- _WHAT IS ASKED_
Turn every line of the items below into a Markdown table with two columns, Number and Line. Number the rows in order and leave out any blank lines.

### MATERIAL FOR THIS EXERCISE ###

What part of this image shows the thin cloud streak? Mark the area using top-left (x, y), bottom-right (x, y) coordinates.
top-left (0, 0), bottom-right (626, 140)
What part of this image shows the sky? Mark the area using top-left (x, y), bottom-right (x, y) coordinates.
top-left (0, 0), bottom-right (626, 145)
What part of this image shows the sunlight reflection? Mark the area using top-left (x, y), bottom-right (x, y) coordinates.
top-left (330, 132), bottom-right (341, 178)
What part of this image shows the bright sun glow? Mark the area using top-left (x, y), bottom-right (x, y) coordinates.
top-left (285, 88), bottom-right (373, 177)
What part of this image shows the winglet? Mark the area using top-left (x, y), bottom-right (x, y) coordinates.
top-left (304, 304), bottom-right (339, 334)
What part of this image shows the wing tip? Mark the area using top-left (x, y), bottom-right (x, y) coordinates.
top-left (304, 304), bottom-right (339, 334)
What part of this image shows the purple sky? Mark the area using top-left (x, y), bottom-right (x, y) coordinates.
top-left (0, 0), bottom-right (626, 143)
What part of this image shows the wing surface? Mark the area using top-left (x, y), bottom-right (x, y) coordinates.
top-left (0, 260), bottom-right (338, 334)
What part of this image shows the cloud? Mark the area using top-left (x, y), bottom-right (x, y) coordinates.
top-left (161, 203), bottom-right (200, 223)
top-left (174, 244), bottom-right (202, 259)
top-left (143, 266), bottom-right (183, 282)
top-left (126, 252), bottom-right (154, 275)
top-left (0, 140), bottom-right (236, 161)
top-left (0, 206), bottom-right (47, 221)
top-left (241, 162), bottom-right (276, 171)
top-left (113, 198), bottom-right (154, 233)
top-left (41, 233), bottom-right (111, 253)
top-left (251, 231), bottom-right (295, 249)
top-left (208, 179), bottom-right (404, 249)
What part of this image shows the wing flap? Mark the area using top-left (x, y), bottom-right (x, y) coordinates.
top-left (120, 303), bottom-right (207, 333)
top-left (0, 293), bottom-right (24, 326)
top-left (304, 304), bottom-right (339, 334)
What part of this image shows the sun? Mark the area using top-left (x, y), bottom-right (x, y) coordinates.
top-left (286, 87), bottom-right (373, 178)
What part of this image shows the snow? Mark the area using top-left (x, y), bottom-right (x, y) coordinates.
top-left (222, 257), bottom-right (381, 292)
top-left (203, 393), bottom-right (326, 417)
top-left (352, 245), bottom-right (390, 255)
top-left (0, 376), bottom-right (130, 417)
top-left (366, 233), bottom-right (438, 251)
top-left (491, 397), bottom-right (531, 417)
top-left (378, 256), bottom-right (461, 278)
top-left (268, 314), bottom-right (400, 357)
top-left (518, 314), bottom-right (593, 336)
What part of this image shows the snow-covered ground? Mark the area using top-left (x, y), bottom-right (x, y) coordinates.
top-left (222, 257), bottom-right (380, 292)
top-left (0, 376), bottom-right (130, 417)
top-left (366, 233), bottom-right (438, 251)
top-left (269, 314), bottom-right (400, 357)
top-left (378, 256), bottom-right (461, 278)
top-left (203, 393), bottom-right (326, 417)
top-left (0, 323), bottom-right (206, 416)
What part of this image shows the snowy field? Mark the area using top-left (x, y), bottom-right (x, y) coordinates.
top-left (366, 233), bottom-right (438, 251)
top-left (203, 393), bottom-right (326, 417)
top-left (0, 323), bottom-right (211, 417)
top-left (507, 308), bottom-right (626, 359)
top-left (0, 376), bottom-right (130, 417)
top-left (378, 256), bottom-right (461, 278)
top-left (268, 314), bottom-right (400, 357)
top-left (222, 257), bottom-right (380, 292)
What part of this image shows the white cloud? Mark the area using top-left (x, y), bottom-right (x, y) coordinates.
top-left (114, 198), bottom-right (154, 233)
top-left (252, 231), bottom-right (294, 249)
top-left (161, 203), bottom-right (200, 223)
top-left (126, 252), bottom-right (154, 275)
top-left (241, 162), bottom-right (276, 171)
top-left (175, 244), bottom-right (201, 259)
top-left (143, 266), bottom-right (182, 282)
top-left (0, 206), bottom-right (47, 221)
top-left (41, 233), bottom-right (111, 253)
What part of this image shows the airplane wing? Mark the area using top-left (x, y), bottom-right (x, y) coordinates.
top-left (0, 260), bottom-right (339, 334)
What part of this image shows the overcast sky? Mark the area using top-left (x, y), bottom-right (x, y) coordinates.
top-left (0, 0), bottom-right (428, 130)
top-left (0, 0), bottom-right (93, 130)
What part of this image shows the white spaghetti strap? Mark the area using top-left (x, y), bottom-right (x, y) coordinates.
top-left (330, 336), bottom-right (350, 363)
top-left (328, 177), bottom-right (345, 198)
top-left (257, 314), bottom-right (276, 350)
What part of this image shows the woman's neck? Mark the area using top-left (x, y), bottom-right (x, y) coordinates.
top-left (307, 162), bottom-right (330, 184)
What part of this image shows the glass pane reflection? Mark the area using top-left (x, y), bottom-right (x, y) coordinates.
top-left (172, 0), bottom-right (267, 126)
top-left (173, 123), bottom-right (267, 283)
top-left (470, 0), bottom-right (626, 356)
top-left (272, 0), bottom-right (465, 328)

###

- _EXERCISE OUTPUT_
| Number | Line |
|---|---|
| 1 | What part of this image shows the thin cloud streak? Mark the area using top-left (x, y), bottom-right (x, y) coordinates. |
| 2 | top-left (0, 0), bottom-right (626, 140) |
| 3 | What part of this image shows the sky? Mark the area using top-left (x, y), bottom-right (x, y) coordinates. |
| 4 | top-left (0, 0), bottom-right (626, 145) |
| 5 | What part of this image shows the sunlight reflection? Mark the area using top-left (x, y), bottom-right (x, y) coordinates. |
| 6 | top-left (330, 132), bottom-right (341, 178) |
| 7 | What part of this image shows the bright sun glow? Mark the area using top-left (x, y), bottom-right (x, y) coordinates. |
| 8 | top-left (285, 88), bottom-right (373, 177) |
| 9 | What part of this image shows the winglet? Mark the area using top-left (x, y), bottom-right (x, y) coordinates. |
| 10 | top-left (304, 304), bottom-right (339, 334) |
| 11 | What part of this image shows the wing tip? Mark the area using top-left (x, y), bottom-right (x, y) coordinates. |
| 12 | top-left (304, 304), bottom-right (339, 334) |
| 13 | What part of this image shows the purple sky? Mark the area using top-left (x, y), bottom-right (x, y) coordinates. |
| 14 | top-left (0, 0), bottom-right (626, 143) |
| 15 | What part of this image shows the wing surface? Mark the area using top-left (x, y), bottom-right (x, y) coordinates. |
| 16 | top-left (0, 260), bottom-right (338, 334) |
| 17 | What part of this image shows the cloud? Mark the area using top-left (x, y), bottom-right (x, y) coordinates. |
| 18 | top-left (161, 203), bottom-right (200, 223) |
| 19 | top-left (174, 244), bottom-right (202, 259) |
| 20 | top-left (143, 266), bottom-right (183, 282) |
| 21 | top-left (126, 252), bottom-right (154, 275) |
| 22 | top-left (0, 140), bottom-right (236, 161) |
| 23 | top-left (0, 206), bottom-right (47, 221) |
| 24 | top-left (241, 162), bottom-right (276, 171) |
| 25 | top-left (113, 198), bottom-right (154, 233) |
| 26 | top-left (41, 233), bottom-right (111, 253) |
| 27 | top-left (251, 231), bottom-right (295, 249) |
| 28 | top-left (208, 179), bottom-right (404, 249) |
| 29 | What part of this image shows the wing flap? Mark the area using top-left (x, y), bottom-right (x, y) coordinates. |
| 30 | top-left (120, 303), bottom-right (207, 333) |
| 31 | top-left (0, 293), bottom-right (24, 326) |
| 32 | top-left (304, 304), bottom-right (339, 334) |
| 33 | What part of this image shows the sun? Mark the area using top-left (x, y), bottom-right (x, y) coordinates. |
| 34 | top-left (286, 87), bottom-right (373, 178) |
| 35 | What part of this image shows the snow? Mark the area using top-left (x, y), bottom-right (x, y) coordinates. |
| 36 | top-left (222, 257), bottom-right (381, 292) |
| 37 | top-left (203, 393), bottom-right (326, 417) |
| 38 | top-left (352, 245), bottom-right (390, 255) |
| 39 | top-left (0, 376), bottom-right (130, 417) |
| 40 | top-left (366, 233), bottom-right (438, 251) |
| 41 | top-left (491, 397), bottom-right (531, 417) |
| 42 | top-left (378, 256), bottom-right (461, 278) |
| 43 | top-left (268, 314), bottom-right (400, 357) |
| 44 | top-left (518, 314), bottom-right (593, 336) |
| 45 | What part of this image shows the snow-covered ground? Mark the area using top-left (x, y), bottom-right (x, y) coordinates. |
| 46 | top-left (222, 257), bottom-right (380, 292) |
| 47 | top-left (0, 376), bottom-right (130, 417) |
| 48 | top-left (366, 233), bottom-right (438, 251) |
| 49 | top-left (269, 314), bottom-right (400, 357) |
| 50 | top-left (378, 256), bottom-right (461, 278) |
| 51 | top-left (203, 393), bottom-right (326, 417) |
| 52 | top-left (0, 323), bottom-right (206, 416) |
| 53 | What part of this image shows the snowy field? Mark the area using top-left (x, y), bottom-right (x, y) coordinates. |
| 54 | top-left (366, 233), bottom-right (438, 251) |
| 55 | top-left (203, 393), bottom-right (326, 417) |
| 56 | top-left (0, 323), bottom-right (211, 417) |
| 57 | top-left (507, 308), bottom-right (626, 359) |
| 58 | top-left (0, 376), bottom-right (130, 417) |
| 59 | top-left (378, 256), bottom-right (461, 278) |
| 60 | top-left (268, 314), bottom-right (400, 357) |
| 61 | top-left (222, 257), bottom-right (380, 292) |
| 62 | What part of this image shows the white cloud? Mark the area using top-left (x, y), bottom-right (x, y) coordinates. |
| 63 | top-left (114, 198), bottom-right (154, 233) |
| 64 | top-left (252, 231), bottom-right (294, 249) |
| 65 | top-left (161, 203), bottom-right (200, 223) |
| 66 | top-left (126, 252), bottom-right (154, 275) |
| 67 | top-left (241, 162), bottom-right (276, 171) |
| 68 | top-left (175, 244), bottom-right (201, 259) |
| 69 | top-left (143, 266), bottom-right (182, 282) |
| 70 | top-left (0, 206), bottom-right (47, 221) |
| 71 | top-left (41, 233), bottom-right (111, 253) |
| 72 | What part of this image shows the airplane wing? Mark the area using top-left (x, y), bottom-right (x, y) coordinates. |
| 73 | top-left (0, 260), bottom-right (339, 334) |
| 74 | What part of this image shows the overcast sky? Mark the area using top-left (x, y), bottom-right (x, y) coordinates. |
| 75 | top-left (0, 0), bottom-right (428, 130) |
| 76 | top-left (0, 0), bottom-right (93, 130) |
| 77 | What part of this image shows the white spaghetti strap? Mark the area using top-left (x, y), bottom-right (x, y) coordinates. |
| 78 | top-left (330, 336), bottom-right (350, 363) |
| 79 | top-left (328, 177), bottom-right (345, 198) |
| 80 | top-left (257, 314), bottom-right (276, 350) |
| 81 | What part of this image shows the woman's neck? Mark the area using top-left (x, y), bottom-right (x, y) coordinates. |
| 82 | top-left (307, 162), bottom-right (330, 184) |
| 83 | What part of this image shows the glass pane reflection? Mark the area using top-left (x, y), bottom-right (x, y) coordinates. |
| 84 | top-left (172, 0), bottom-right (267, 126) |
| 85 | top-left (173, 123), bottom-right (267, 283) |
| 86 | top-left (470, 0), bottom-right (626, 356) |
| 87 | top-left (272, 0), bottom-right (465, 328) |